> _Brief 1_: Shorten the paragraph of the privacy blog post that begins "I want to bring some attention" into a brief bulleted list that keeps its main facts.

Privacy, publicity and open data

Intelligence deputy to America: Rethink privacy - CNN.com

This one should be a quickie.

A fascinating article came out of CNN today: “Intelligence deputy to America: Rethink privacy“.

This is a topic I’ve had opinions about for some time. My somewhat pessimistic view is that privacy is an illusion, and that more and more historic vestiges of so-called privacy are slipping through our fingers with the advent of increasingly ubiquitous and promiscuous technologies, the results of which are not all necessarily bad (take a look at just how captivating the Facebook Newsfeed is!).

Still, the more reading I’ve been doing lately about international issues and conflict, the more I agree with Danny Weitzner that there needs to be a robust dialogue about what it means to live in a post-privacy era, and what demands we must place on those companies, governments and institutions that store data about us, about the habits to which we’re prone and about the friends we keep. He sums up the conversation space thus:

Privacy is not lost simply because people find these services useful and start sharing location. Privacy could be lost if we don’t start to figure what the rules are for how this sort of location data can be used. We’ve got to make progress in two areas:

  • technical: how can users sharing and usage preferences be easily communicated to and acted upon by others? Suppose I share my location with a friend by don’t want my employer to know it. What happens when my friend, intentionally or accidentally shares a social location map with my employer or with the public at large? How would my friend know that this is contrary to the way I want my location data used? What sorts of technologies and standards are needed to allow location data to be freely shared while respective users usage limitation requirements?
  • legal: what sort of limits ought there to be on the use of location data?
  • can employers require employees to disclose real time location data?
  • is there any difference between real-time and historical location data traces? (I doubt it)
  • under what conditions can the government get location data?

There’s clearly a lot to think about with these new services. I hope that we can approach this from the perspective that lots of location data will being flowing around and realize the the big challenge is to develop social, technical and legal tools to be sure that it is not misused.

I want to bring some attention to his first point about the technical issues surrounding New Privacy. This is the realm where we play, and this is the realm where we have the most to offer. This is also an area that’s the most contentious and in need of aggressive policies and leadership, because the old investment model that treats silos of data as gold mines has to end.

I think Tim O’Reilly is really talking about this when he lambasts Google’s OpenSocial, proclaiming, “It’s the data, stupid!” The problem of course is what open data actually means in the context of user control and ownership, in terms of “licensing” and in terms of proliferation. These are not new problems for technologists as permissioning dates back to the earliest operating systems, but the problem becomes infinitely complex now that it’s been unbounded and non-technologists are starting to realize a) how many groups have been collecting data about them and b) how much collusion is going on to analyze said data. (Yeah, those discounts that that Safeway card gets you make a lot more money for Safeway than they save you, you better believe it!)

> _Record list_:
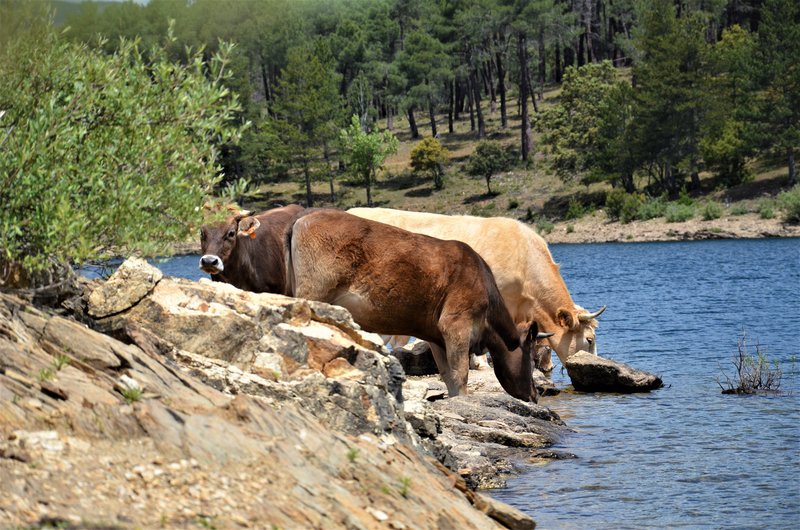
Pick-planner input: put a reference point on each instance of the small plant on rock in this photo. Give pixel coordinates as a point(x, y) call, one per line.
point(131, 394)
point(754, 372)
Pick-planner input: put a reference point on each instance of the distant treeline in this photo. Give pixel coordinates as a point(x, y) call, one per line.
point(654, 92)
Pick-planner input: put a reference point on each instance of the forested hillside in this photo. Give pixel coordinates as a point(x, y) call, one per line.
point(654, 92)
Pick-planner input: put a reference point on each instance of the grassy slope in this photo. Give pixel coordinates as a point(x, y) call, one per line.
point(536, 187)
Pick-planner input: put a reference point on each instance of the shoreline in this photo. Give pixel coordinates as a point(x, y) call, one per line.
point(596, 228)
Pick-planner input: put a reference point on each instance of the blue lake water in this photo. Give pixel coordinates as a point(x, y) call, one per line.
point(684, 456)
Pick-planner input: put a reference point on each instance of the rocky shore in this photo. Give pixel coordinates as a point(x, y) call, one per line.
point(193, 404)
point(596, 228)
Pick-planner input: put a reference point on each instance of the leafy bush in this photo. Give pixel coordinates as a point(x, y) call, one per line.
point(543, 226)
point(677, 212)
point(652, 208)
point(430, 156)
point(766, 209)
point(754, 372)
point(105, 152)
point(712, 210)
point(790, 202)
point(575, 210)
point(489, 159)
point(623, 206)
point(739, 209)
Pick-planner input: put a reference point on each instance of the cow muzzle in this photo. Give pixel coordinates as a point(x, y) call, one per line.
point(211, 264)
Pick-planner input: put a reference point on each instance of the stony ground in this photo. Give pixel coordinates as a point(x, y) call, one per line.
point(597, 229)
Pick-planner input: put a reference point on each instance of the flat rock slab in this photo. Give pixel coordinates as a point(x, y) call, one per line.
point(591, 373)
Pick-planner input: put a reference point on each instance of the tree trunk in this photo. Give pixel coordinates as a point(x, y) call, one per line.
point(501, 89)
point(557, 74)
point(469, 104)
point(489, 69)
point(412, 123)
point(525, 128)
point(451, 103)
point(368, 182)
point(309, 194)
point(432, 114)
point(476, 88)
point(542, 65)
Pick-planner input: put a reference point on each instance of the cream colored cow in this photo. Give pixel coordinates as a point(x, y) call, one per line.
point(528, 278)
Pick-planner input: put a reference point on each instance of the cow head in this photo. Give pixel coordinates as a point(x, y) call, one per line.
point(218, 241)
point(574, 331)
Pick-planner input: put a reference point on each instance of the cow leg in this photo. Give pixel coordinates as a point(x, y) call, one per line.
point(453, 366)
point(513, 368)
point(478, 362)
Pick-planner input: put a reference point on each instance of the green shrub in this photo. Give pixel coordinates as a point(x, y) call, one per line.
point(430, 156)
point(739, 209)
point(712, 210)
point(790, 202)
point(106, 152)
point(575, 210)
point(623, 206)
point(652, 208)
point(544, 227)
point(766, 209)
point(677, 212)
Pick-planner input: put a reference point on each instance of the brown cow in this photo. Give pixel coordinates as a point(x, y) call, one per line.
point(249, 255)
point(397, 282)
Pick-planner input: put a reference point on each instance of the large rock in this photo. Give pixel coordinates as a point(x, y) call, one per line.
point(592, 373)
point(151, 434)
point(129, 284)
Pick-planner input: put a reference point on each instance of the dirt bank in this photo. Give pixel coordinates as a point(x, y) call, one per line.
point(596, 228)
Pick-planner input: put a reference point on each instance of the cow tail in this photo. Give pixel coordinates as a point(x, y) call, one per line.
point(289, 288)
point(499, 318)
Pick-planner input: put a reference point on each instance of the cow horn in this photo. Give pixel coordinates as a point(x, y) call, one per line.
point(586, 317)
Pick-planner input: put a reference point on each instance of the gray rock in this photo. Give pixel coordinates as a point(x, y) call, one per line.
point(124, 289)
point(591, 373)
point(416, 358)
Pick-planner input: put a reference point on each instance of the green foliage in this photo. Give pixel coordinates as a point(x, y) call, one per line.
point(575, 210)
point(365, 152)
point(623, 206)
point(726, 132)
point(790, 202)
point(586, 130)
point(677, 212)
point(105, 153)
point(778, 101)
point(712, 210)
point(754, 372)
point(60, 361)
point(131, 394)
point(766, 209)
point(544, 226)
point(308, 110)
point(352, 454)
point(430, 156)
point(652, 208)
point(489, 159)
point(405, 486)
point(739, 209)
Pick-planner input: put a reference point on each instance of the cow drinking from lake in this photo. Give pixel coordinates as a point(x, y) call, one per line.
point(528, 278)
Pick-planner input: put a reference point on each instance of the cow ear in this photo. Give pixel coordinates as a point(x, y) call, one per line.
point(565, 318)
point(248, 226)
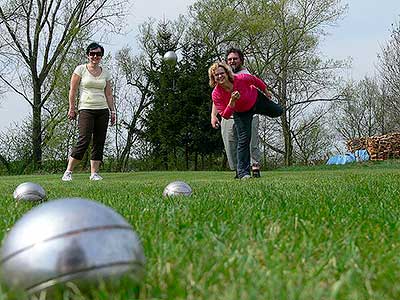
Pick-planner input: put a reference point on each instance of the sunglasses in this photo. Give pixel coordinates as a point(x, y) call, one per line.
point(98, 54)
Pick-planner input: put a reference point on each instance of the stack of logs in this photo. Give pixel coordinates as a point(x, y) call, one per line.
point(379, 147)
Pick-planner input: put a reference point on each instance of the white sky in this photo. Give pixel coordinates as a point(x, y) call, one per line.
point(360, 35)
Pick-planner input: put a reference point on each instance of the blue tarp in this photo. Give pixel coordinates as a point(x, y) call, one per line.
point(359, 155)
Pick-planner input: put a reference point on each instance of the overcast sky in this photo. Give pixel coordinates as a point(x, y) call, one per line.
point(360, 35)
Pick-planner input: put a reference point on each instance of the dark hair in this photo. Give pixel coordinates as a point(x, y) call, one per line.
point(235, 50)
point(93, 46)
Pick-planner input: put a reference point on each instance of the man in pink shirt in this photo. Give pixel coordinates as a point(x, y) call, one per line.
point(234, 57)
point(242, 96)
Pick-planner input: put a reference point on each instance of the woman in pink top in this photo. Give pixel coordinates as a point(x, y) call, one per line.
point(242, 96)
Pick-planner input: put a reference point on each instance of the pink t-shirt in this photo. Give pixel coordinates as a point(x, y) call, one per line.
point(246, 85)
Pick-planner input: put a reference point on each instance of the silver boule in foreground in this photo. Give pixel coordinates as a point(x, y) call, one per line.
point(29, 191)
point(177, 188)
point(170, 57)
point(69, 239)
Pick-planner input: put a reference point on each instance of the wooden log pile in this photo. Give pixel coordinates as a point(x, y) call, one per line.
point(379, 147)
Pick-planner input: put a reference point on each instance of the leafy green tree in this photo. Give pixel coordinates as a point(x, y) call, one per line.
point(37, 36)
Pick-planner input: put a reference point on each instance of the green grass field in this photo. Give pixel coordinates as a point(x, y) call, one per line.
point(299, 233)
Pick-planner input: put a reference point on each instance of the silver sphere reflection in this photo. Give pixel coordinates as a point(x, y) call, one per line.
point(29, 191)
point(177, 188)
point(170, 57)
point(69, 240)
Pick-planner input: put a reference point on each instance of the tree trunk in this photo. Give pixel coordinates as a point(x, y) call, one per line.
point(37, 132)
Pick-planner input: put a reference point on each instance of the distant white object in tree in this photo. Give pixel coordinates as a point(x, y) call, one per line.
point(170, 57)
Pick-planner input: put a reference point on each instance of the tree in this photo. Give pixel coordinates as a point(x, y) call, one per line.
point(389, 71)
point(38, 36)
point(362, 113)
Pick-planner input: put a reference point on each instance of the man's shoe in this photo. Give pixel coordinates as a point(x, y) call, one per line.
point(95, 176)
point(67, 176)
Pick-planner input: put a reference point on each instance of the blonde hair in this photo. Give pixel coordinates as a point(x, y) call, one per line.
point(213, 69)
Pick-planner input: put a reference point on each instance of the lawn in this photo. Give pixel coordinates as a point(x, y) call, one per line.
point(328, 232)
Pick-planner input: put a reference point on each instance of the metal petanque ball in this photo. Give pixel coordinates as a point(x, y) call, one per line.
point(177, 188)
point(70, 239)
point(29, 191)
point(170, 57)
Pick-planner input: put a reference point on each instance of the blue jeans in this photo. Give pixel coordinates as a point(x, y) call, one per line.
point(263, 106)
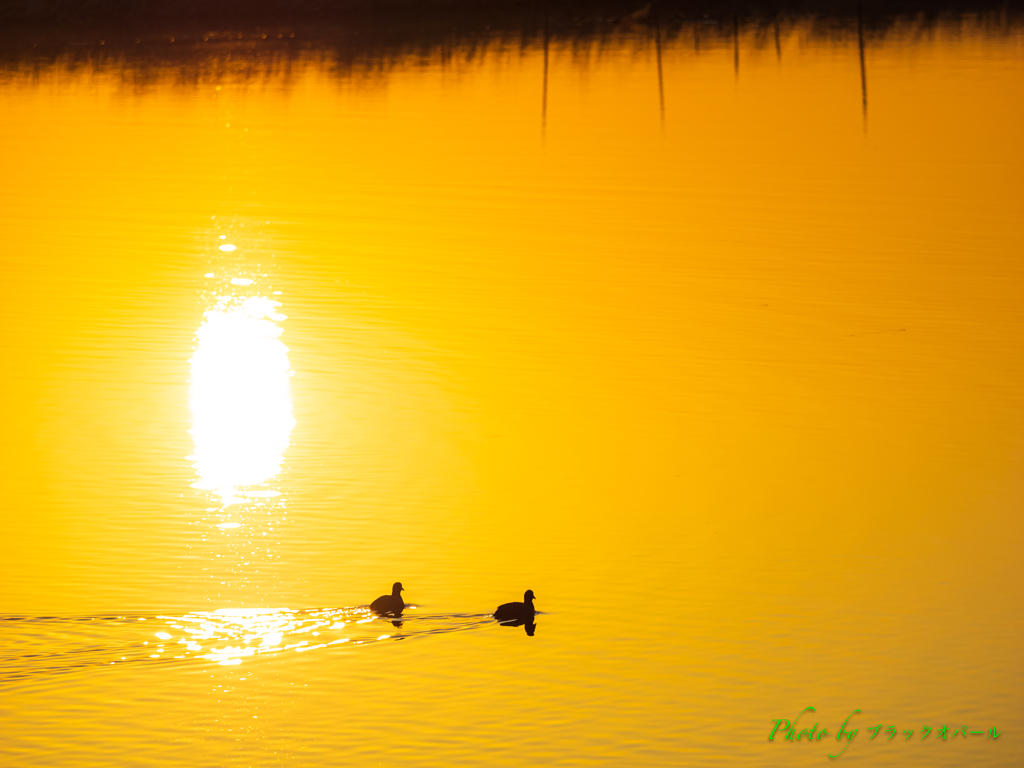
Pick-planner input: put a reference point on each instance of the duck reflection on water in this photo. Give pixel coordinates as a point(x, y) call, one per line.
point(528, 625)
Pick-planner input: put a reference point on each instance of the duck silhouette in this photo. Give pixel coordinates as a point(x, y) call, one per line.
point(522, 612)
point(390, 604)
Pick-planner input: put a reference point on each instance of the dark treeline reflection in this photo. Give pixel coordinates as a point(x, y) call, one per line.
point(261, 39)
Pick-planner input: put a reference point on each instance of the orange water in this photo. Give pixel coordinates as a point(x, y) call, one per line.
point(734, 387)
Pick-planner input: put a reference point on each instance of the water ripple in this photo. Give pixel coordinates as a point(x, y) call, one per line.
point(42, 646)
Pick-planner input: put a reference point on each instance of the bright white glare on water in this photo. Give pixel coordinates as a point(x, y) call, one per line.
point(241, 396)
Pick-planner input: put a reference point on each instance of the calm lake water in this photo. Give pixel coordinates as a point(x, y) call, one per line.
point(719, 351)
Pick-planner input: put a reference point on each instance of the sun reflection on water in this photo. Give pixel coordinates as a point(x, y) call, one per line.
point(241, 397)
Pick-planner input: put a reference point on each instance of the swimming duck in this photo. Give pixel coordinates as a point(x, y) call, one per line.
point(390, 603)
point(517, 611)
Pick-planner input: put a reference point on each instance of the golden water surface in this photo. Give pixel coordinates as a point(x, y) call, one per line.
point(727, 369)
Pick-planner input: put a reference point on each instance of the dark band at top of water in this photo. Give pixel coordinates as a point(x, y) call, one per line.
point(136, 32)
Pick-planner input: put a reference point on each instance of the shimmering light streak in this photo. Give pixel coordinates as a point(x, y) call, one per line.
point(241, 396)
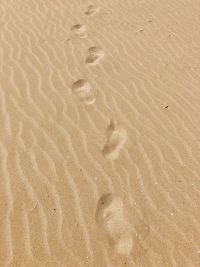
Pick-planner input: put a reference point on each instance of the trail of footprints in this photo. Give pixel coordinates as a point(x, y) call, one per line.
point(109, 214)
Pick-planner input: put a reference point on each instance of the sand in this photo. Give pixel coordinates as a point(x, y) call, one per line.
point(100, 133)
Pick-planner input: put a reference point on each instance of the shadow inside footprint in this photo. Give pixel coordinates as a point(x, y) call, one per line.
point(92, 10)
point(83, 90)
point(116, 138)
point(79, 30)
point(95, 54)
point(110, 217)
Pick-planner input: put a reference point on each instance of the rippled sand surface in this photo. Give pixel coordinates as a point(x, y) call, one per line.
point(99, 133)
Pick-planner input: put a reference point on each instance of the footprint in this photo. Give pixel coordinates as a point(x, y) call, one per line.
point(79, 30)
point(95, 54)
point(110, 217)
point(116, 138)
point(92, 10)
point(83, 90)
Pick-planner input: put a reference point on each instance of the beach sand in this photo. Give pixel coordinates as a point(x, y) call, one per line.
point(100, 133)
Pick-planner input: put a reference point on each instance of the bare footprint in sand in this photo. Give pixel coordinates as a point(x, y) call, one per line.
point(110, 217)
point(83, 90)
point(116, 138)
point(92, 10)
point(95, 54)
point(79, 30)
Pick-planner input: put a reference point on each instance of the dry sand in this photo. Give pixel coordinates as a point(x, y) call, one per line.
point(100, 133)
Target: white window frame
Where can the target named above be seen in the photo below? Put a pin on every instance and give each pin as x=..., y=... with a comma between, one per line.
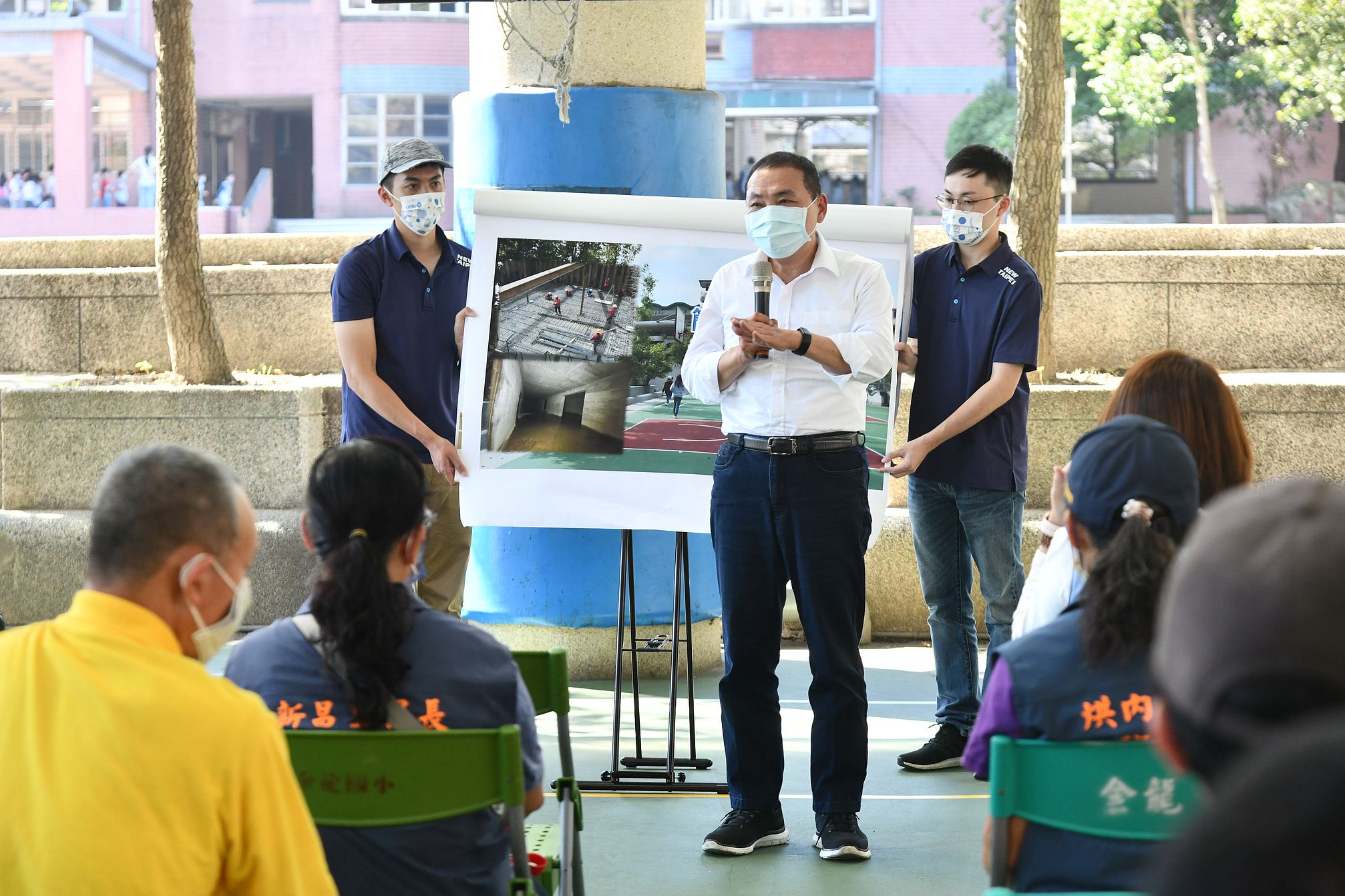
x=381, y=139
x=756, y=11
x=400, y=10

> _Brief 2_: Print everything in the records from their start down to the line containing "point(536, 187)", with both ends included. Leave the pictures out.

> _Written response 1_:
- Weitzner's first point, the technical issues around New Privacy, deserves attention.
- This is the realm where "we" play and have the most to offer.
- It is also the most contentious area and needs aggressive policies and leadership.
- The old investment model that treats silos of data as gold mines has to end.

> _Written response 2_:
Pick-planner input: put a reference point on each instance of the small plant on rock in this photo. Give pixel coordinates as a point(x, y) call, one per line.
point(131, 394)
point(754, 372)
Pick-planner input: put a reference point on each instance of the distant treeline in this photo. Give pixel coordinates as a point(x, y) call, one per line.
point(654, 92)
Pick-planner input: put a reference point on each instance of the forested hillside in this photo. Give pixel coordinates as a point(x, y) call, one per line.
point(654, 92)
Pick-planner input: put a reference point on each instance of the grassy slope in this photo. Give pixel coordinates as a point(x, y) call, one per line.
point(536, 187)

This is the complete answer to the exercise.